Excerpts of location labeling data:

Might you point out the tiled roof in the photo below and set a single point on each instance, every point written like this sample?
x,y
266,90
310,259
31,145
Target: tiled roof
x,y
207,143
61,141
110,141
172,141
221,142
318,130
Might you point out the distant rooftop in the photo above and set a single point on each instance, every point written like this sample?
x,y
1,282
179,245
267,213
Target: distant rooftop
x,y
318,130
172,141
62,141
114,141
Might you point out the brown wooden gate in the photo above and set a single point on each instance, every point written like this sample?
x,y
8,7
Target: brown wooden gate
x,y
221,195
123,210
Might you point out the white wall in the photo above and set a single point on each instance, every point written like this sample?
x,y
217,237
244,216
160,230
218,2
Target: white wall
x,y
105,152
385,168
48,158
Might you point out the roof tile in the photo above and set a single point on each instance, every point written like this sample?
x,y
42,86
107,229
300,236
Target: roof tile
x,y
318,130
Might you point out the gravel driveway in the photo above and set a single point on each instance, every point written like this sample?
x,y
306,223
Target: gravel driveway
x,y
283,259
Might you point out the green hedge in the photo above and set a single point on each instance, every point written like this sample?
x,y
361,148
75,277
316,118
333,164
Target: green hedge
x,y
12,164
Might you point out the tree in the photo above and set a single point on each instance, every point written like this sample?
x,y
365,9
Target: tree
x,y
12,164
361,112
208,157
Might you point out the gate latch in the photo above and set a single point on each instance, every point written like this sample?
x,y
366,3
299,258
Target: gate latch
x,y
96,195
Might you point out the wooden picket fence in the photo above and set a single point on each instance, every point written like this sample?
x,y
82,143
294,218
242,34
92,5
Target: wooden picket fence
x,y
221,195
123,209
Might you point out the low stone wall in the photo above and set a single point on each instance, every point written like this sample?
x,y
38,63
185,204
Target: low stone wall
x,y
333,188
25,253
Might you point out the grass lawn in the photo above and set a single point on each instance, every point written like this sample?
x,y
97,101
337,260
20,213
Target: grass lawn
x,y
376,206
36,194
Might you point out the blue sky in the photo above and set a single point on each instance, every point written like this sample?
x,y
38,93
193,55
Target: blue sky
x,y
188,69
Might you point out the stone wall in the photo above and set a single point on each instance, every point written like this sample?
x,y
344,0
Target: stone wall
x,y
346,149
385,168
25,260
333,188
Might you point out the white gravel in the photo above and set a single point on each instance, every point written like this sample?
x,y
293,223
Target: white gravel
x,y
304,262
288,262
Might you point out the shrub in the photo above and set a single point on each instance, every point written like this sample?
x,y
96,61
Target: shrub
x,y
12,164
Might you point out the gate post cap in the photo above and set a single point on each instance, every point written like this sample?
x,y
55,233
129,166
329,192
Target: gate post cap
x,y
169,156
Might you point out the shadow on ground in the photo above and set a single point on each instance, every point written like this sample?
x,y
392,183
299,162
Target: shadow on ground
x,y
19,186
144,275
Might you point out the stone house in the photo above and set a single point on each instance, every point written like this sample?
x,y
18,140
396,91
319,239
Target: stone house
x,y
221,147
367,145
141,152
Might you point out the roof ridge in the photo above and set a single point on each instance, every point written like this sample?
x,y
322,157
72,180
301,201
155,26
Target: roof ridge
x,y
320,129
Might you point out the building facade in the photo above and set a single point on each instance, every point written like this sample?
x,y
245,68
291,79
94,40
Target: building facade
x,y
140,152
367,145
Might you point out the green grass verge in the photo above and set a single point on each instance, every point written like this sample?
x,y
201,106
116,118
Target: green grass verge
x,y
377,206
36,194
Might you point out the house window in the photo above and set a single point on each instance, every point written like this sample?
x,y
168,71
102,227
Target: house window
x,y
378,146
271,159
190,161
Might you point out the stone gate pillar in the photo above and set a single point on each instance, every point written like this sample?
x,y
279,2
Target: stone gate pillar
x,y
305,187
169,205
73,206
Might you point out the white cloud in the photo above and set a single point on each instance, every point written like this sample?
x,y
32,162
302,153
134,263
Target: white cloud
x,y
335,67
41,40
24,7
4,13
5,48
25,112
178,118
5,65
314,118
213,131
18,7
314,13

INSTRUCTION:
Transcribe every line of the records above without any changes.

SOLUTION TO THIS TASK:
Might you point out the tiled roof in the photo below and set a single point on each instance, every point written like this sample?
x,y
266,90
310,259
31,145
Target: tiled roof
x,y
207,143
61,141
110,141
172,141
221,142
318,130
Might you point out the distant rooftop in the photo above and set a single point on each instance, every point written like this sample?
x,y
1,282
179,245
267,213
Target: distant rooftop
x,y
318,130
172,141
62,141
114,141
Might you point out the brown wooden gate in the photo above and set a single point on each instance, every point written like this sample?
x,y
8,7
Target: brown wooden gate
x,y
221,195
123,210
Might you point out the white wall in the photo above and set a single point on each instance, every point written like this sample?
x,y
217,237
244,216
160,230
218,2
Target: white wall
x,y
105,152
385,168
48,158
Might you point out the roof tile in the photo above and set a single point on each instance, every point written like this sample?
x,y
42,86
107,229
300,236
Target: roof tile
x,y
318,130
Might you point out the gravel driveway in the photo above and set a single point on each instance, every point written like this sample?
x,y
306,223
Target: gravel driveway
x,y
283,259
Might you point out the green hedge in the photo above and set a single point on each instance, every point written like this sample?
x,y
361,148
75,277
316,118
333,164
Target: green hedge
x,y
12,164
Might you point out the tree in the photo above and set a single point on each instance, every point written like this sample?
x,y
365,9
Target: tree
x,y
12,164
361,112
208,157
Might you point out the gate latch in the photo above and set a single point on each instance, every point written like this sample?
x,y
366,3
299,258
Target: gate latch
x,y
96,195
Might you point out the wooden picket fence in the photo above and set a single point on each instance, every point written like this sample?
x,y
82,143
294,218
242,34
92,5
Target: wooden picket fence
x,y
221,195
123,209
Might you point out the low stone wall in the photo above and set a single point on each instance, every point written like this sample?
x,y
38,63
185,204
Target: low stone wall
x,y
333,188
25,253
Might you point out the grass lawn in the photo above and set a single point on each instance, every point written like this sample?
x,y
97,101
337,260
20,213
Target: grass lawn
x,y
376,206
36,194
Might you point out the blue sky in the photo above and set a single point on each instance, every point written like this sample?
x,y
38,93
193,55
Target: blue sky
x,y
188,69
Might you point out the stone wall in the photo above and set a single point on each instance, every point written like this sample?
x,y
344,0
Target: stone wall
x,y
346,149
385,168
25,260
333,188
Might you point out the white gravel in the photo above and set a single point on each instance, every point written like this sample?
x,y
293,223
Target: white gravel
x,y
304,262
288,262
Might you point out the shrub in the photo above and set a single point on each instance, every point written like this sample?
x,y
96,61
Target: shrub
x,y
12,164
Might you point out the gate post cap in the photo above and set a single point on each instance, every point written like this sample?
x,y
55,233
129,166
329,192
Target: gate post cap
x,y
169,156
Might you point out the shadow on ground in the photo above and set a single point on each instance, every point written like this sample?
x,y
392,183
299,162
Target: shadow on ground
x,y
19,186
144,275
Might you point out the stone house in the photo above and set a single point on each instance, every point written like this sample?
x,y
18,140
396,91
319,239
Target: stone house
x,y
221,147
367,145
141,152
Might you point out the roof ridge in the photo above and set a single point on each instance, every point written like this sample?
x,y
322,157
72,180
301,201
155,26
Target: roof ridge
x,y
320,129
Might you point out the building facade in the photo above and set a single point on each instance, every point written like this sample?
x,y
245,68
291,79
94,40
Target: building facade
x,y
140,152
367,145
Might you point out the green grass verge in the photo above and set a single point on each instance, every point written like this sample?
x,y
201,106
116,118
Target: green grass verge
x,y
377,206
36,194
Might you point out the house window in the photo above and set a single point on each instance, every point written like this sample?
x,y
168,71
102,227
Target: house window
x,y
378,146
271,159
190,161
Might you point out the stone gate pillar in the photo above and set a single point on each instance, every point written like this sample?
x,y
279,2
Target: stone gate pillar
x,y
305,187
169,205
73,206
Might you point out the white cloud in the photo above and set a single point on each instance, every point written like this sample?
x,y
32,162
302,153
134,263
Target: white cloud
x,y
335,67
41,40
24,7
4,13
5,48
25,112
178,118
5,65
314,118
213,131
18,7
314,13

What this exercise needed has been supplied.